Request A — Copy all of the labeled area outline records below word for word, but leave the pictures out.

Reading passage —

+++

Do you guys keep repeating falshoods over and over again even in the face of
evidence to the contrary for a reason? Do you think if you keep spouting lies
they will somehow become true?

He leaked the information to journalists globally. He didn't hand the
information over to China or Russia. Whatever information they might have on
US surveillance operations came from the same leaks the journalists have
chosen to release. Snowden was not in possession of any documents by the time
he arrived in Russia.

> he's a criminal, a spy and — yes — a traitor.

A criminal under the espionage act yes, but he's also a whistleblower that is
being denied whisteblower protections.

A spy? I assume you have some proof of this otherwise you are talking out of
your ass.

A traitor? A traitor to his superiors maybe. His loyalty was to the American
people first and foremost, not the government. As yours should be. He betrayed
a secretive, undemocratic practice by an unaccountable government. The people
should be singing his praises because he acted in the very interests of the
Republic and its people, you know that thing you all claim to love and protect
in your weird, cult-like pledges of allegiance that you force your kids to
recite? The fact that you have been convinced by those that don't have your
interests at heart that a man that was trying to help you is your enemy is the
ultimate fucking tragedy here.

+++

[Labeled area outline items]

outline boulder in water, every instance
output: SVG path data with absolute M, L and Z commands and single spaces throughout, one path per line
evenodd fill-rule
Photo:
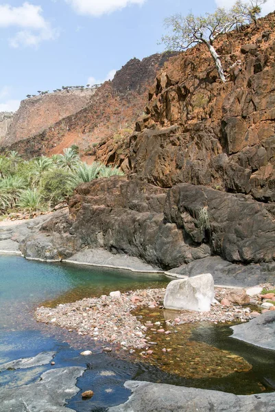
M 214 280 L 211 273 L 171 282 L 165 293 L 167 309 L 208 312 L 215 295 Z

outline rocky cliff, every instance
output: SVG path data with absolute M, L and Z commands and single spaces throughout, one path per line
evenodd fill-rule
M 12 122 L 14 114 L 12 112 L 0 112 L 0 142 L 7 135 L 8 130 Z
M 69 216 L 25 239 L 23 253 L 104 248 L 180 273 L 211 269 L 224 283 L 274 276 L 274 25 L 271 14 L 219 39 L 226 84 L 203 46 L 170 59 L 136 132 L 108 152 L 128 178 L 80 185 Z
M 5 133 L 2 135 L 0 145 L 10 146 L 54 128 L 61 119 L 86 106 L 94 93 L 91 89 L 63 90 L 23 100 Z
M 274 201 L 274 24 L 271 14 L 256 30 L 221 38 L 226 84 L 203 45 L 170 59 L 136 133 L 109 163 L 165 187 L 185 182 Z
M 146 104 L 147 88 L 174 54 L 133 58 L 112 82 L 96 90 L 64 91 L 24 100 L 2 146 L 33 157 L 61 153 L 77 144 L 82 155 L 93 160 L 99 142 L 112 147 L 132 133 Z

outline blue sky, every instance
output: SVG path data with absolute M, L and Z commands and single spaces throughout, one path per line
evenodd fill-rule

+++

Request B — According to the forum post about Snowden, why would China or Russia have no information on US surveillance beyond what journalists released? Answer in one to three sentences.

Correct answer A —
outline boulder in water, every instance
output: SVG path data with absolute M, L and Z commands and single spaces throughout, one path per line
evenodd fill-rule
Photo:
M 214 280 L 211 273 L 171 282 L 165 293 L 167 309 L 208 312 L 215 295 Z

outline rocky cliff, every instance
output: SVG path data with absolute M, L and Z commands and single spaces throughout, one path per line
evenodd fill-rule
M 12 122 L 14 114 L 12 112 L 0 112 L 0 142 L 7 135 L 8 130 Z
M 69 216 L 25 239 L 23 253 L 104 248 L 180 273 L 211 269 L 224 283 L 274 276 L 274 25 L 271 14 L 219 39 L 226 84 L 203 46 L 170 59 L 136 132 L 108 152 L 128 178 L 80 185 Z
M 5 133 L 2 135 L 0 145 L 10 146 L 54 128 L 61 119 L 86 106 L 94 93 L 91 89 L 63 90 L 23 100 Z
M 274 201 L 274 24 L 271 14 L 256 30 L 221 38 L 226 84 L 203 45 L 170 59 L 136 133 L 109 163 L 165 187 L 185 182 Z
M 146 104 L 147 88 L 174 54 L 133 58 L 112 82 L 96 90 L 64 91 L 24 100 L 2 146 L 33 157 L 61 153 L 77 144 L 82 155 L 93 160 L 99 142 L 112 147 L 132 133 Z

outline blue sky, every instance
output: SVG path data with absolute M, L and Z commands and single spaces throughout, one path per line
evenodd fill-rule

Correct answer B — Snowden leaked the information to journalists around the world and didn't hand it to China or Russia. Any information those countries have came from the same leaks the journalists chose to release. He also no longer had any documents by the time he arrived in Russia.